Restate every record that follows, keeping it exact.

╭─ INFORMATION GIVEN

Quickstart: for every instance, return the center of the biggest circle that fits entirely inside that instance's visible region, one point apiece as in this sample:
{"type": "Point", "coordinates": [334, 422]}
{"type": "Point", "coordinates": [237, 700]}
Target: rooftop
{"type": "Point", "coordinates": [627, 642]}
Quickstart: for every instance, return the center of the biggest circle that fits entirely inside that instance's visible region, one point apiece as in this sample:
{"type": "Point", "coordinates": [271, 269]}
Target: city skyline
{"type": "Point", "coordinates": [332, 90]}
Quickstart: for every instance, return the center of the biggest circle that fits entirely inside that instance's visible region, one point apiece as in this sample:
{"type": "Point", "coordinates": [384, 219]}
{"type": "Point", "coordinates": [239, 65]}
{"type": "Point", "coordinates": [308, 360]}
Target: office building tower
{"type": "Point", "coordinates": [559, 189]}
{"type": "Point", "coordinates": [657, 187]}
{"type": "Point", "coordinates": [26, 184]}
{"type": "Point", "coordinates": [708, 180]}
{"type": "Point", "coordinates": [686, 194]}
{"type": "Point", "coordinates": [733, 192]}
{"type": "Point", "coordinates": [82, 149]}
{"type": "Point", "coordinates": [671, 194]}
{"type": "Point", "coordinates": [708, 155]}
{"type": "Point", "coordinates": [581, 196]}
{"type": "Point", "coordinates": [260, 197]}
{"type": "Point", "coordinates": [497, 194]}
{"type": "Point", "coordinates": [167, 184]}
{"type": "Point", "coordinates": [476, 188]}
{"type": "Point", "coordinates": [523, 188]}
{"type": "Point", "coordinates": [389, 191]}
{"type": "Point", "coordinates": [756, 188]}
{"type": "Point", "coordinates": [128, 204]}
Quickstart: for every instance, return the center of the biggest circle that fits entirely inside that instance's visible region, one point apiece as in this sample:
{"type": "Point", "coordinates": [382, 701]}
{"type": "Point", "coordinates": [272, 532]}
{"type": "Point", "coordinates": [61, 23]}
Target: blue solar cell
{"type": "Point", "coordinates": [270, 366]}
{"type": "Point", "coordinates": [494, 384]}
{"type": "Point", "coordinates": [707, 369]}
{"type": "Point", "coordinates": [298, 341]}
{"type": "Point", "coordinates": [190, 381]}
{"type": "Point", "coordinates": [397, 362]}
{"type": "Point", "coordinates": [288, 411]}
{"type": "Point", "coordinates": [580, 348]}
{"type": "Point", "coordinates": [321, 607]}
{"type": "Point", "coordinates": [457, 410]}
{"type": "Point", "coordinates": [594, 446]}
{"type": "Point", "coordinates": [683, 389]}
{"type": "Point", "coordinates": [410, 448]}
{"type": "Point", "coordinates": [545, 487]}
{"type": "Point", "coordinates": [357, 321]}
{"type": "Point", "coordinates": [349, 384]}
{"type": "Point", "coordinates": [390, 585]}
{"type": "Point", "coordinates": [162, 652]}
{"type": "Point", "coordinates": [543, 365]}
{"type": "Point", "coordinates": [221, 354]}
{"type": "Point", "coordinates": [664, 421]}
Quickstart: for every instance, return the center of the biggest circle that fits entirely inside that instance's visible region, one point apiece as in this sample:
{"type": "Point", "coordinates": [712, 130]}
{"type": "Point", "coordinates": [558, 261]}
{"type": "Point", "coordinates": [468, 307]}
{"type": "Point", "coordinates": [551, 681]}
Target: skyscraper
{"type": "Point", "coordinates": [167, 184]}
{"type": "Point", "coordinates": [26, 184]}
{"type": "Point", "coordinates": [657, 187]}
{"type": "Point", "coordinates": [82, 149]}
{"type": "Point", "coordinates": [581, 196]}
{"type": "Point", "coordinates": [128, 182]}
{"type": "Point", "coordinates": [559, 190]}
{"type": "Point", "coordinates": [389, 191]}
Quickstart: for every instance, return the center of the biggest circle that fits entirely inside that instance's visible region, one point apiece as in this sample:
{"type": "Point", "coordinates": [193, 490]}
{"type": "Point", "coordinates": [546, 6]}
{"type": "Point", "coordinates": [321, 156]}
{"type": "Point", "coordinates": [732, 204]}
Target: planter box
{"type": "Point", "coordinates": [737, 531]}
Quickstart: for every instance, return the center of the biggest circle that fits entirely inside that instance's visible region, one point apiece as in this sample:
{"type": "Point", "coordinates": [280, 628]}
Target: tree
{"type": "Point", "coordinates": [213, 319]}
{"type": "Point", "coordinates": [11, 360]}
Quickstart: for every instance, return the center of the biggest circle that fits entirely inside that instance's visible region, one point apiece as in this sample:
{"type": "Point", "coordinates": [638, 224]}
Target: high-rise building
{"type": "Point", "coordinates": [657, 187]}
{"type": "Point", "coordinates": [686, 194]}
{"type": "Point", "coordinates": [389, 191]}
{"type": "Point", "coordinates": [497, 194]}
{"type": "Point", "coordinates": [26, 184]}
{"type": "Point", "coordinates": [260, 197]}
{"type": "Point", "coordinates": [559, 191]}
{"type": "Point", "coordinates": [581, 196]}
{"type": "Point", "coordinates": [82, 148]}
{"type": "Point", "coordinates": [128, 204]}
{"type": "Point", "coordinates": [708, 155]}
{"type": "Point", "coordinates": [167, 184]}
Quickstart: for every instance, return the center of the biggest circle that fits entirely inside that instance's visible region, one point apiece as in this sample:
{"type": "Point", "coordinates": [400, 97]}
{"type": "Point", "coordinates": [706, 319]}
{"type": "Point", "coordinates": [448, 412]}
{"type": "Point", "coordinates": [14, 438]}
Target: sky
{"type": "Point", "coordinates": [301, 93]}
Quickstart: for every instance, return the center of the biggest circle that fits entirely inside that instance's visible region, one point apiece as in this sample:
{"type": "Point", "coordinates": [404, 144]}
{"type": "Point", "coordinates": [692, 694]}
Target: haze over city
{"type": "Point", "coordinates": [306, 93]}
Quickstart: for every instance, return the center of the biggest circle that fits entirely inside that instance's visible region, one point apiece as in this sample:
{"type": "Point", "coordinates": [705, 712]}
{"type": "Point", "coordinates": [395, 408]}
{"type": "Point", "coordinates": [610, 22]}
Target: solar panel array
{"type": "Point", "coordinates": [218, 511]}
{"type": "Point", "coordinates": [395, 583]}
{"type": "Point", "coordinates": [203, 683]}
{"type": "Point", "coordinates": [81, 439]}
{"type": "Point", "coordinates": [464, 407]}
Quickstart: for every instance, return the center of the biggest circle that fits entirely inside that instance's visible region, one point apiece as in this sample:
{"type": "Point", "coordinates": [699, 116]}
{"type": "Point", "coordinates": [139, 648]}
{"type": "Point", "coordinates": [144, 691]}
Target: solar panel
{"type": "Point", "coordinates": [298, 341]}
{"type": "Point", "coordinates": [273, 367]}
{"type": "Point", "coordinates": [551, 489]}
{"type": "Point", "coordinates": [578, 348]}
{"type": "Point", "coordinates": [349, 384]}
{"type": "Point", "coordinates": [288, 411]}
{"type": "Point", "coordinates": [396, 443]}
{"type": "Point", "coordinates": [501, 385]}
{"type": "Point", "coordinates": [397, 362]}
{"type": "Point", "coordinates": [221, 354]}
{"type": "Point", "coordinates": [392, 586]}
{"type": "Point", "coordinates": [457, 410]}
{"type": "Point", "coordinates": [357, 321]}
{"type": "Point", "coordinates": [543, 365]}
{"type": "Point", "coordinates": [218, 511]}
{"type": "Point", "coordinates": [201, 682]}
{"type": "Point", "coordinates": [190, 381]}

╰─

## REPLY
Quickstart: for every instance, return the center of the biggest circle that fits entirely inside that instance's visible region, one point apiece as in this sample:
{"type": "Point", "coordinates": [334, 422]}
{"type": "Point", "coordinates": [237, 700]}
Target: rooftop
{"type": "Point", "coordinates": [627, 642]}
Quickstart: for every instance, return the center of the biggest circle that fits entirely inside that instance's visible region, one point apiece as in this sample:
{"type": "Point", "coordinates": [271, 269]}
Target: city skyline
{"type": "Point", "coordinates": [332, 90]}
Quickstart: for every instance, return the center of the biggest circle that fits entirely inside that instance's visible region, one point apiece as in this sample:
{"type": "Point", "coordinates": [384, 219]}
{"type": "Point", "coordinates": [239, 65]}
{"type": "Point", "coordinates": [308, 360]}
Target: office building tower
{"type": "Point", "coordinates": [559, 189]}
{"type": "Point", "coordinates": [657, 187]}
{"type": "Point", "coordinates": [26, 184]}
{"type": "Point", "coordinates": [708, 180]}
{"type": "Point", "coordinates": [686, 194]}
{"type": "Point", "coordinates": [733, 192]}
{"type": "Point", "coordinates": [82, 149]}
{"type": "Point", "coordinates": [671, 194]}
{"type": "Point", "coordinates": [708, 155]}
{"type": "Point", "coordinates": [581, 196]}
{"type": "Point", "coordinates": [260, 197]}
{"type": "Point", "coordinates": [497, 194]}
{"type": "Point", "coordinates": [167, 184]}
{"type": "Point", "coordinates": [476, 188]}
{"type": "Point", "coordinates": [523, 188]}
{"type": "Point", "coordinates": [389, 191]}
{"type": "Point", "coordinates": [756, 188]}
{"type": "Point", "coordinates": [128, 204]}
Quickstart: for every instance, return the center of the biggest circle that fits entirely inside that instance's visible region, one point apiece as in this sample:
{"type": "Point", "coordinates": [382, 701]}
{"type": "Point", "coordinates": [272, 532]}
{"type": "Point", "coordinates": [61, 23]}
Target: blue solar cell
{"type": "Point", "coordinates": [270, 366]}
{"type": "Point", "coordinates": [494, 384]}
{"type": "Point", "coordinates": [707, 369]}
{"type": "Point", "coordinates": [298, 341]}
{"type": "Point", "coordinates": [190, 381]}
{"type": "Point", "coordinates": [397, 362]}
{"type": "Point", "coordinates": [288, 411]}
{"type": "Point", "coordinates": [580, 348]}
{"type": "Point", "coordinates": [321, 607]}
{"type": "Point", "coordinates": [457, 410]}
{"type": "Point", "coordinates": [594, 446]}
{"type": "Point", "coordinates": [683, 389]}
{"type": "Point", "coordinates": [410, 448]}
{"type": "Point", "coordinates": [545, 487]}
{"type": "Point", "coordinates": [357, 321]}
{"type": "Point", "coordinates": [349, 384]}
{"type": "Point", "coordinates": [390, 585]}
{"type": "Point", "coordinates": [162, 652]}
{"type": "Point", "coordinates": [543, 365]}
{"type": "Point", "coordinates": [221, 354]}
{"type": "Point", "coordinates": [664, 421]}
Quickstart: for every instance, return the center of the biggest circle that fits entirely inside that instance's visible region, one point apiece as in this sample:
{"type": "Point", "coordinates": [712, 130]}
{"type": "Point", "coordinates": [558, 261]}
{"type": "Point", "coordinates": [468, 307]}
{"type": "Point", "coordinates": [551, 681]}
Target: skyscraper
{"type": "Point", "coordinates": [167, 184]}
{"type": "Point", "coordinates": [26, 184]}
{"type": "Point", "coordinates": [657, 187]}
{"type": "Point", "coordinates": [82, 149]}
{"type": "Point", "coordinates": [581, 196]}
{"type": "Point", "coordinates": [128, 182]}
{"type": "Point", "coordinates": [559, 190]}
{"type": "Point", "coordinates": [389, 191]}
Quickstart: for every instance, return the center of the biggest circle that fits entirely inside that instance's visible region, one point apiece as in this sample:
{"type": "Point", "coordinates": [193, 490]}
{"type": "Point", "coordinates": [546, 6]}
{"type": "Point", "coordinates": [321, 156]}
{"type": "Point", "coordinates": [732, 204]}
Target: planter box
{"type": "Point", "coordinates": [737, 531]}
Quickstart: for every instance, return the center of the biggest circle that fits entirely inside that instance's visible region, one point apiece as in this sample:
{"type": "Point", "coordinates": [280, 628]}
Target: tree
{"type": "Point", "coordinates": [213, 319]}
{"type": "Point", "coordinates": [11, 360]}
Quickstart: for every instance, return the center of the biggest circle that fits entirely inside that instance's visible region, one point apiece as in this sample:
{"type": "Point", "coordinates": [638, 224]}
Target: high-rise building
{"type": "Point", "coordinates": [657, 187]}
{"type": "Point", "coordinates": [686, 194]}
{"type": "Point", "coordinates": [389, 191]}
{"type": "Point", "coordinates": [497, 194]}
{"type": "Point", "coordinates": [26, 184]}
{"type": "Point", "coordinates": [260, 197]}
{"type": "Point", "coordinates": [559, 191]}
{"type": "Point", "coordinates": [581, 196]}
{"type": "Point", "coordinates": [82, 148]}
{"type": "Point", "coordinates": [128, 204]}
{"type": "Point", "coordinates": [708, 155]}
{"type": "Point", "coordinates": [167, 184]}
Quickstart: for every instance, return the center of the biggest circle that fits entirely inside that instance's visible region, one point apiece as in this sample:
{"type": "Point", "coordinates": [400, 97]}
{"type": "Point", "coordinates": [706, 319]}
{"type": "Point", "coordinates": [448, 412]}
{"type": "Point", "coordinates": [14, 438]}
Target: sky
{"type": "Point", "coordinates": [301, 93]}
Quickstart: for every instance, return the center of the biggest circle that fits entirely inside that instance's visible region, one point apiece as in this sample:
{"type": "Point", "coordinates": [404, 144]}
{"type": "Point", "coordinates": [692, 694]}
Target: haze over city
{"type": "Point", "coordinates": [306, 93]}
Quickstart: for every instance, return the center of the biggest circle that fits entirely inside that instance's visible region, one point apiece as in this sample:
{"type": "Point", "coordinates": [705, 712]}
{"type": "Point", "coordinates": [395, 408]}
{"type": "Point", "coordinates": [610, 22]}
Target: solar panel array
{"type": "Point", "coordinates": [218, 511]}
{"type": "Point", "coordinates": [395, 583]}
{"type": "Point", "coordinates": [203, 683]}
{"type": "Point", "coordinates": [81, 439]}
{"type": "Point", "coordinates": [464, 407]}
Quickstart: for every instance, return the center of the biggest circle that fits entirely inside that instance's visible region, one point apiece as in this sample:
{"type": "Point", "coordinates": [699, 116]}
{"type": "Point", "coordinates": [139, 648]}
{"type": "Point", "coordinates": [144, 691]}
Target: solar panel
{"type": "Point", "coordinates": [298, 341]}
{"type": "Point", "coordinates": [273, 367]}
{"type": "Point", "coordinates": [551, 489]}
{"type": "Point", "coordinates": [578, 348]}
{"type": "Point", "coordinates": [349, 384]}
{"type": "Point", "coordinates": [288, 411]}
{"type": "Point", "coordinates": [396, 443]}
{"type": "Point", "coordinates": [501, 385]}
{"type": "Point", "coordinates": [397, 362]}
{"type": "Point", "coordinates": [221, 354]}
{"type": "Point", "coordinates": [392, 586]}
{"type": "Point", "coordinates": [457, 410]}
{"type": "Point", "coordinates": [357, 321]}
{"type": "Point", "coordinates": [543, 365]}
{"type": "Point", "coordinates": [218, 511]}
{"type": "Point", "coordinates": [201, 682]}
{"type": "Point", "coordinates": [190, 381]}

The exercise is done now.